**Set tasks**
[1] Reproduce everything in the customs clearance metric text below, from "At a glance" down to "a destination-country backlog.".
[2] Write what comes next in the customs clearance metric text below, starting after its last sentence.

## Start Article

At a glance
Share of international Australia Post parcels that cleared both Australian export processing and destination-country customs within 5 days of lodgement. Customs is the single biggest source of unpredictable delay on cross-border parcels, and it is almost always a paperwork problem you can fix at source: a missing or wrong customs declaration, an unparseable HS tariff code, or an under-declared value. A reading below 80 percent points to a systematic declaration issue (often the B374 / electronic customs declaration data) or a destination-country backlog.
| What it tracks | COUNT(intl WHERE customs_cleared_at <= lodged_at + 5 days) / COUNT(intl WHERE customs_cleared_at IS NOT NULL OR target_passed) over the rolling 30-day window. The clearance milestone is detected from the tracking-event stream. |
| Data source | International consignments from the Australia Post Shipping & Tracking API. Reads the article ID, lodgement scan, and the customs-related tracking events: AU export clearance, “held in customs” / “released by customs” at destination, and the destination handover scan. Declaration data originates from the electronic customs declaration (the B374 declaration data lodged with the article). |
| Clearance definition | ”Cleared” means the parcel has passed AU export and received a destination-customs release (or onward-movement) scan. A parcel still showing “held by customs” past the 5-day mark counts as a miss. |
| Service scope | International outbound only (International Standard, International Express, and tracked international products). Domestic parcels have no customs leg and are out of scope. Inbound returns are excluded. |
| Time window | 30D vsP (rolling 30 days, period over period). International volumes are lower, so daily readings are very noisy; use the 30-day view. |
| Alert trigger | <80%. Below 80 percent more than one international parcel in five is stuck in customs beyond 5 days, which is a paperwork or destination-backlog signal worth investigating, not background noise. |
| Roles | owner, operations |
Calculation
For each international consignment, the card finds the lodgement scan (clock start) and the destination-customs release scan (clock stop), then tests whether the elapsed time is 5 days or less. Parcels released within 5 days score on time; parcels released after 5 days, or still held in customs once the 5-day target has passed, score as a miss. The 5-day window deliberately spans two customs touchpoints: AU export processing and destination-country import clearance. Most of the variance lives at the destination. Key points:- The delay is usually documentation, not the carrier. Australia Post moves the parcel; customs holds it. The most common triggers are a missing or malformed electronic customs declaration, an HS tariff code that the destination cannot parse, an under-declared or zero-declared value, or restricted-goods flags. These are fixable upstream in your label / manifest data.

## End Article
## Start Provided information

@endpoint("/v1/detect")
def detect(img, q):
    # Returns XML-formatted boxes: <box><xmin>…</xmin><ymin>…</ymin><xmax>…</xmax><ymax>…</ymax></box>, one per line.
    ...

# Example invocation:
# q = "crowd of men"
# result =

## End Provided information

**Answers to the exercises**
[1]
At a glance
Share of international Australia Post parcels that cleared both Australian export processing and destination-country customs within 5 days of lodgement. Customs is the single biggest source of unpredictable delay on cross-border parcels, and it is almost always a paperwork problem you can fix at source: a missing or wrong customs declaration, an unparseable HS tariff code, or an under-declared value. A reading below 80 percent points to a systematic declaration issue (often the B374 / electronic customs declaration data) or a destination-country backlog.

[2]
- Destination backlog is the other driver. Peak seasons, destination-country processing changes (for example EU IOSS / VAT-at-import handling, UK import VAT rules), and customs-staff actions can hold parcels regardless of perfect paperwork. When the miss is concentrated on one destination and your declarations are clean, it is a backlog, not your error.
- Scan coverage varies by lane. Some destination carriers provide a clean “released by customs” scan; others only emit an onward-movement scan. The card uses the best available release signal per lane, which is why clearance precision differs between countries.
Worked example
An Australian skincare brand shipping internationally from Mascot, NSW (2020), around 1,150 international consignments in the trailing 30 days. Reading taken at 09:00 AEST on 14 Apr 26 for the window 16 Mar 26 to 14 Apr 26.| Destination | Intl consignments | Cleared customs within 5d | Clearance rate |
|---|---|---|---|
| New Zealand | 420 | 408 | 97.1% |
| United States | 310 | 245 | 79.0% |
| United Kingdom | 180 | 119 | 66.1% |
| Singapore / Hong Kong | 130 | 122 | 93.8% |
| Canada / rest of world | 110 | 86 | 78.2% |
| All international (this card) | 1,150 | 980 | 85.2% |
<80% is not tripped at the aggregate, but the UK lane at 66.1 percent is well below it. Five things to notice:
- The UK lane is the problem, and it is probably paperwork. A single destination 19 points below the next-worst lane is the classic signature of a declaration defect, not a network failure. Pull the held-in-customs UK consignments and inspect their electronic customs declarations for missing HS codes, blank descriptions, or zero-value declarations. Fix the manifest data at source and the lane recovers within a cycle.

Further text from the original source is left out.